TASK STATEMENT: Print the rows from the very beginning through the line that contains "positive clicks: (290, 62)", including both ends, with no changes.

(Collected data entries)
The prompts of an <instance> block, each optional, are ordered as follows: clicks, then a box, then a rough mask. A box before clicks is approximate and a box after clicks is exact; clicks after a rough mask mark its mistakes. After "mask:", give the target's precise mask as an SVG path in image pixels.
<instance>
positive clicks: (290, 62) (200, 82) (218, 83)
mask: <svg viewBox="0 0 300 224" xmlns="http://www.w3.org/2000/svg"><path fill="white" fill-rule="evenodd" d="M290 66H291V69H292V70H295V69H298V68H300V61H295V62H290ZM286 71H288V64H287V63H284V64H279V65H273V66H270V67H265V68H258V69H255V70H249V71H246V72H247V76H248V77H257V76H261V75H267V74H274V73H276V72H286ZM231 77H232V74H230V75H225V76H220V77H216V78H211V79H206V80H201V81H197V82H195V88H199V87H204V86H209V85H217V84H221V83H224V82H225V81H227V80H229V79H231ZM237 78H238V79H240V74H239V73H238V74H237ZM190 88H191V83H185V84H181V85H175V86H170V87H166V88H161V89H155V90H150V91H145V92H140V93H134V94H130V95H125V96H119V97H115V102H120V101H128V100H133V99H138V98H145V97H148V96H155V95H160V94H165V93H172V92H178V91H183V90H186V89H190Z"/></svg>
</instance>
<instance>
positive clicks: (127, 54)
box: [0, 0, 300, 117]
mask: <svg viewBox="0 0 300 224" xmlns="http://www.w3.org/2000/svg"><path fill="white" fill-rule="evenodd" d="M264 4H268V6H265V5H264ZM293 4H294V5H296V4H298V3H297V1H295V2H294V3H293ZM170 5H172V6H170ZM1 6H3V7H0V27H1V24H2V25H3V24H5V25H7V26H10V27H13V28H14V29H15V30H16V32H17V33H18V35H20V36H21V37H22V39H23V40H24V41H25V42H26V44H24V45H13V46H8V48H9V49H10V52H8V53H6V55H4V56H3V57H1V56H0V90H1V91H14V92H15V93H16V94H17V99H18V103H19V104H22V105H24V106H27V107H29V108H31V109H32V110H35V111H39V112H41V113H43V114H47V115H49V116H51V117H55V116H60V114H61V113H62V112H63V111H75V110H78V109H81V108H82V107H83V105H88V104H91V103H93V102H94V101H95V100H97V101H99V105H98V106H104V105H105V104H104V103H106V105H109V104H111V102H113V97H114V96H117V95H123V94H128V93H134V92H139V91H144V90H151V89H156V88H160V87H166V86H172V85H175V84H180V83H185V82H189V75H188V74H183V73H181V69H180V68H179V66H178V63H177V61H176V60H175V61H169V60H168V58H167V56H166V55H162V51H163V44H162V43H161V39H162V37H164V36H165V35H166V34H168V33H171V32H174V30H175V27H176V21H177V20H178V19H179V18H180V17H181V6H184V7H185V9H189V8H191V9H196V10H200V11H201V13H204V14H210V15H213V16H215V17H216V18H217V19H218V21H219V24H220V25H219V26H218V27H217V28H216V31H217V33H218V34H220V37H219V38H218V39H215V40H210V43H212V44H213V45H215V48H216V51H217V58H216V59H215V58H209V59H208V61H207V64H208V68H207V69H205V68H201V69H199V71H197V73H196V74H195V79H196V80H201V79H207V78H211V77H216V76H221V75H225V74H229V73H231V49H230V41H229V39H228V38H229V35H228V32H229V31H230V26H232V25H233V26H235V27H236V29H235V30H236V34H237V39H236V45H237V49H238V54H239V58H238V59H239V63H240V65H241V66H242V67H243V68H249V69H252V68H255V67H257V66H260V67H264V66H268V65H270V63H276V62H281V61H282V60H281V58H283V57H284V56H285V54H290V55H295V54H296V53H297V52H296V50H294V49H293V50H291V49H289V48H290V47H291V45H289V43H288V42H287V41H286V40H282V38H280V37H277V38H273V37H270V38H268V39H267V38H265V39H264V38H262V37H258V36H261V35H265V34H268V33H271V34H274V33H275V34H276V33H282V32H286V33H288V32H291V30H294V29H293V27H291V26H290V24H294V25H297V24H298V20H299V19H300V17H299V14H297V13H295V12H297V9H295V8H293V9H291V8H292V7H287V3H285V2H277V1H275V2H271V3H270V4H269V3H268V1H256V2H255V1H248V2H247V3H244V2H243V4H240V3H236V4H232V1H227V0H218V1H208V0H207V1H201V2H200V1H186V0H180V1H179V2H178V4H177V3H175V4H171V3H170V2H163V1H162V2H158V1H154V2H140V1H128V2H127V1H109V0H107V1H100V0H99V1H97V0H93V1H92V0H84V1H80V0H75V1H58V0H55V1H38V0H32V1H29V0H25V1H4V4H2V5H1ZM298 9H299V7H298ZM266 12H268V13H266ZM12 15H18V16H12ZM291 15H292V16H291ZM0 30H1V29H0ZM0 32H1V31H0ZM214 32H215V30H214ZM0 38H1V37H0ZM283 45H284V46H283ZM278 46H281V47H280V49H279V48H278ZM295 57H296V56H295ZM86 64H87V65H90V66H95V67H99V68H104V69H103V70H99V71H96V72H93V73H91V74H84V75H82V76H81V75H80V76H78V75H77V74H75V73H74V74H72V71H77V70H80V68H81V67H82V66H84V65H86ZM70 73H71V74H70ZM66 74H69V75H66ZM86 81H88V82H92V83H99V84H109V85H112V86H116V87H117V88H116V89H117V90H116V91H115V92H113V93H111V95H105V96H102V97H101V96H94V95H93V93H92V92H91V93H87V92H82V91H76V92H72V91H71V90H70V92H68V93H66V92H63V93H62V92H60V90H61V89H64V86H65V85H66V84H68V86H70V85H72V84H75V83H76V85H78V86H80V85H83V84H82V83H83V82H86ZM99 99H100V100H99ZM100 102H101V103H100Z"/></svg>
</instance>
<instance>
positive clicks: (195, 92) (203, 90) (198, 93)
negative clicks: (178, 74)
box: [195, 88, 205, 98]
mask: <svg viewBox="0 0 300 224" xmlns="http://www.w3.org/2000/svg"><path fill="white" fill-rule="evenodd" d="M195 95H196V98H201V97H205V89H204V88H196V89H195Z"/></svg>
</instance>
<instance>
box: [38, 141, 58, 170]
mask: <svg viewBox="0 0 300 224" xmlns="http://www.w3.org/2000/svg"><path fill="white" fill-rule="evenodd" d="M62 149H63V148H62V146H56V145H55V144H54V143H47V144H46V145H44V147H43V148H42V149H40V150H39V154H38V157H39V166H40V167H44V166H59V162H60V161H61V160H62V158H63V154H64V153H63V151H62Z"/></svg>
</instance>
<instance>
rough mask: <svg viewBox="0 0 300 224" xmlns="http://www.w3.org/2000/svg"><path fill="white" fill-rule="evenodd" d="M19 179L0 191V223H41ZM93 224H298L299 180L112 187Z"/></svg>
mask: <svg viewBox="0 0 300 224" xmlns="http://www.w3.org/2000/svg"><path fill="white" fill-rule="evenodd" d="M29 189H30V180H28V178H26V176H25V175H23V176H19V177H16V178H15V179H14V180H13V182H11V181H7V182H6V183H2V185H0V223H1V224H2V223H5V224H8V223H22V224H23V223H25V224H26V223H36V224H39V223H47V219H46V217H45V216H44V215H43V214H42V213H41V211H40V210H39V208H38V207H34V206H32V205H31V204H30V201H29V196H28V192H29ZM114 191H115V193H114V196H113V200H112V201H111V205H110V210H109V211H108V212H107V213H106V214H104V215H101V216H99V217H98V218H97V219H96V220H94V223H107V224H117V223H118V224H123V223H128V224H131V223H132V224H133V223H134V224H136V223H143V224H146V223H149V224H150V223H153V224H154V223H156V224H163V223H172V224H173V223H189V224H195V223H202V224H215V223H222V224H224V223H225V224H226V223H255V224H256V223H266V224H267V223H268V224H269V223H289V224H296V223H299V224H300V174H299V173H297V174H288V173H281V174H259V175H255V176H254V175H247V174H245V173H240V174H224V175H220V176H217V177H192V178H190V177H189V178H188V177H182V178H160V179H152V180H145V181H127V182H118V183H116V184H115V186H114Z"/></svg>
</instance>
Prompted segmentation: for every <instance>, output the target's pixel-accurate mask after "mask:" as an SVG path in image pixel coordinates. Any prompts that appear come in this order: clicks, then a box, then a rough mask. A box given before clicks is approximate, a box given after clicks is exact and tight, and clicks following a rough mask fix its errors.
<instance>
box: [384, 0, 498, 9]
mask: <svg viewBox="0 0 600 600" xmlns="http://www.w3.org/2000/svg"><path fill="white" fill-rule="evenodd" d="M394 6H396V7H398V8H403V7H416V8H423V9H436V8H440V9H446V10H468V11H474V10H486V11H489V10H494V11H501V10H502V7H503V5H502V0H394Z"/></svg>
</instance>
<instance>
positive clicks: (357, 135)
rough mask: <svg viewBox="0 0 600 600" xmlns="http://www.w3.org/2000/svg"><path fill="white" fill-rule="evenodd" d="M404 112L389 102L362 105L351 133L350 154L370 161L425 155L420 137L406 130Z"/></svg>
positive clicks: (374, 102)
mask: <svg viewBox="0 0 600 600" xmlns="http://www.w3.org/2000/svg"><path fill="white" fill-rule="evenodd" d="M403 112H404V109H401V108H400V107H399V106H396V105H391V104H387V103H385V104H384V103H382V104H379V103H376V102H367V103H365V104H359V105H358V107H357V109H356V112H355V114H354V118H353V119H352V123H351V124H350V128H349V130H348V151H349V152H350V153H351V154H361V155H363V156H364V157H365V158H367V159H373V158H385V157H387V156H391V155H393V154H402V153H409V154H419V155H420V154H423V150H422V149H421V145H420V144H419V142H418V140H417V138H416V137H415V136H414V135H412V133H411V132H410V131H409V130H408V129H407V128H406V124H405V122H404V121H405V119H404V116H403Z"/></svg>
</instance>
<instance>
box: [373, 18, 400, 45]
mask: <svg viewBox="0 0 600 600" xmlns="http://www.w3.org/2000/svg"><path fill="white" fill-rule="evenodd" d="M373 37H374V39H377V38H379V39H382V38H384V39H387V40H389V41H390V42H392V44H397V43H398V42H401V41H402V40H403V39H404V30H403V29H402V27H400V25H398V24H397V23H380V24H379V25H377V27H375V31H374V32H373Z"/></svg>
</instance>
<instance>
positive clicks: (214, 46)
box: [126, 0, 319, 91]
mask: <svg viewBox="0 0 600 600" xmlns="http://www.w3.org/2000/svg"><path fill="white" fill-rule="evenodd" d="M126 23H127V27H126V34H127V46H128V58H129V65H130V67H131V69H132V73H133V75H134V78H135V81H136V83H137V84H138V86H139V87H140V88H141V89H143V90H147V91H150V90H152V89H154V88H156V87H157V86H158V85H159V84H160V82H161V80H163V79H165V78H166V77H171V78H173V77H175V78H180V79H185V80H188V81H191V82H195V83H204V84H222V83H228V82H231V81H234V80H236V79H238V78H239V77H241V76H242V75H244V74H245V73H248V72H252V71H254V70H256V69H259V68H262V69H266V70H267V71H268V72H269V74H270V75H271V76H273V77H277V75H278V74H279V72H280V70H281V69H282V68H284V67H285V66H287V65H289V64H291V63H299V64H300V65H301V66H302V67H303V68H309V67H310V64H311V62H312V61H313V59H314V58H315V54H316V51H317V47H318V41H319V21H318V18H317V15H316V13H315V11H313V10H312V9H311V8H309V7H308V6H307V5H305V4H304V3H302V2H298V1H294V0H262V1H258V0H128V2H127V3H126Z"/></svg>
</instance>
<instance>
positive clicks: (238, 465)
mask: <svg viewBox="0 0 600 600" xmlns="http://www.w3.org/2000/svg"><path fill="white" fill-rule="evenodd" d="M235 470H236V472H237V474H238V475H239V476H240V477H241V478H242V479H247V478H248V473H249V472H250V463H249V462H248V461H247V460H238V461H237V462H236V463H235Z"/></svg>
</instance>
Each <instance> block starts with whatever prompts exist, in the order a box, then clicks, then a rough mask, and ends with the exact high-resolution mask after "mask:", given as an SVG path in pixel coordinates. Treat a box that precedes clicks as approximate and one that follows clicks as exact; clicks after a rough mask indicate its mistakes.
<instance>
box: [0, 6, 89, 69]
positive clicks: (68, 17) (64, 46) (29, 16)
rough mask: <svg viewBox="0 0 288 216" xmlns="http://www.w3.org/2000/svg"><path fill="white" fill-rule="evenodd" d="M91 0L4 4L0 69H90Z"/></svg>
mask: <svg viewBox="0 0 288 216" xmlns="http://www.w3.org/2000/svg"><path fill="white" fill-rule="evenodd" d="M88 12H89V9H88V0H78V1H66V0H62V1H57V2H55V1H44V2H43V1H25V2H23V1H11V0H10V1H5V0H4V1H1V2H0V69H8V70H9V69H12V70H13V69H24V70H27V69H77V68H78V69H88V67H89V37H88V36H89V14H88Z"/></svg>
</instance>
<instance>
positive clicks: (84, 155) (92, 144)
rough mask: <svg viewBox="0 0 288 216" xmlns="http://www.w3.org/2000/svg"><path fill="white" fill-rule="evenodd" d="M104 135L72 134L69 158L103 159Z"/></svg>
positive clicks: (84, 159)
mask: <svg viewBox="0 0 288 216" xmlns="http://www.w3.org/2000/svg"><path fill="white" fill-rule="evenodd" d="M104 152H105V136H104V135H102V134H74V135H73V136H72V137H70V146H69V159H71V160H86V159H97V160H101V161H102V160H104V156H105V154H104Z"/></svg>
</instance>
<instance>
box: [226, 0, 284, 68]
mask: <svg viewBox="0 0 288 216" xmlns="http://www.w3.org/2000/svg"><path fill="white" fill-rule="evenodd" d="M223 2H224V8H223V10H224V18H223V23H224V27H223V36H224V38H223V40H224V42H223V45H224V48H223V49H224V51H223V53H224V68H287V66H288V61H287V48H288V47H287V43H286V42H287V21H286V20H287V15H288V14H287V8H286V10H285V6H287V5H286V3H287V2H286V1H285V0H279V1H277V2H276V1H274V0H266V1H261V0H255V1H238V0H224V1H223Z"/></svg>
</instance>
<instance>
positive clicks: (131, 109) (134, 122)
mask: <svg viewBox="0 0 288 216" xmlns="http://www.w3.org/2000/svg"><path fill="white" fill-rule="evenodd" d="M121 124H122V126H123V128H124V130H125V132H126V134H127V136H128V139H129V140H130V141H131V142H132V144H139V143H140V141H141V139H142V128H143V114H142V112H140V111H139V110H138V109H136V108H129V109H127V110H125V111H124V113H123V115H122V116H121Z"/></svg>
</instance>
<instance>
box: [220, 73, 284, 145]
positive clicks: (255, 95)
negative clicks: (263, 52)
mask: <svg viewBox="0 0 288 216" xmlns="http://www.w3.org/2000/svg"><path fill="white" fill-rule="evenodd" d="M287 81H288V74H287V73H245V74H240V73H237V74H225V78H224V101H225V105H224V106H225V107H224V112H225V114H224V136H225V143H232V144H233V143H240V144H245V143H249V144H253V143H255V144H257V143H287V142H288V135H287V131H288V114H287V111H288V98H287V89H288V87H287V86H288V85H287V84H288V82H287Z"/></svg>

PROBLEM SOLUTION:
The prompts of an <instance> block, each optional, are ordered as follows: clicks, then a box, then a rough mask. A box before clicks is approximate and a box after clicks is exact; clicks after a rough mask mark its mistakes. After "mask:", give the target's precise mask as an SVG path in image pixels.
<instance>
positive clicks: (290, 62) (200, 82) (218, 83)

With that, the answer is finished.